• **Selected excerpt**

▼

Mass transit remains among the most likely terrorist targets inside the U.S. generally and the New York City metro region in particular. Attacks in London, Madrid, Moscow, Mumbai and Tokyo, and previous plots against the New York City transit system and the New York/New Jersey Port Authority Trans-Hudson commuter train, provide stark evidence of this fact. In addition to the 2006 train bombings in Mumbai, the terrorist assault of 2008 in that city involved an attack on the transit passenger hall at Chhatrapati Shivaji Terminus killing fifty people.

By their very nature, mass transit systems are extremely vulnerable to attack, whether by suicide bombers, as was done in the first London bombing, or by timed improvised explosive devices in back-packs left on trains, as was done in Madrid, or by assault team, as was done in Mumbai in 2008. The reasons for this are obvious but very hard to overcome: in order to move the masses, mass transit systems must be open and free flowing to function. Due to this fact, the traditional "target hardening" of metal detectors, personnel/baggage screeners, gates, fences, cameras, sensors, bollards and other perimeter security measures are less effective or even applicable. Unlike with aviation, technology does not yet exist where we can timely baseline screen (forget secondary screening) all people and things that enter the transit system without causing the system to screech to a halt.

Even if we could baseline screen all passengers, there is little reason to believe it would be effective enough to warrant the impact on transit operations. The willingness of passengers to be inconvenienced due to screening in order to travel from New York to Los Angeles is one thing. Their willingness to go through the same screening to go from 86th Street to 59th Street on Manhattan's Upper East Side is quite another. This is not to suggest that certain "traditional" security measures should not be used. However, such measures, especially cameras and sensors, should be used as tools to collect intelligence, e.g., suspicious surveillance or probing activity, and not simply as a post event forensic tool to help determine who carried out the attack. As for passenger screening, it should be primarily intelligence driven as opposed to simply random.

▲

• **Required work**
Reproduce the passage on mass transit security from "Even if we could" up to and including "to simply random.". The material that comes next is separate from the passage on mass transit security.

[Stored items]
▼

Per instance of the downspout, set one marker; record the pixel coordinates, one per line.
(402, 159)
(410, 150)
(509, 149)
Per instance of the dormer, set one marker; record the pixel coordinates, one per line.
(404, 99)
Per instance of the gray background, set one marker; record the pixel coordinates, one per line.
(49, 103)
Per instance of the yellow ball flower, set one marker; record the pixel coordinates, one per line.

▲

• **Task response**
Even if we could baseline screen all passengers, there is little reason to believe it would be effective enough to warrant the impact on transit operations. The willingness of passengers to be inconvenienced due to screening in order to travel from New York to Los Angeles is one thing. Their willingness to go through the same screening to go from 86th Street to 59th Street on Manhattan's Upper East Side is quite another. This is not to suggest that certain "traditional" security measures should not be used. However, such measures, especially cameras and sensors, should be used as tools to collect intelligence, e.g., suspicious surveillance or probing activity, and not simply as a post event forensic tool to help determine who carried out the attack. As for passenger screening, it should be primarily intelligence driven as opposed to simply random.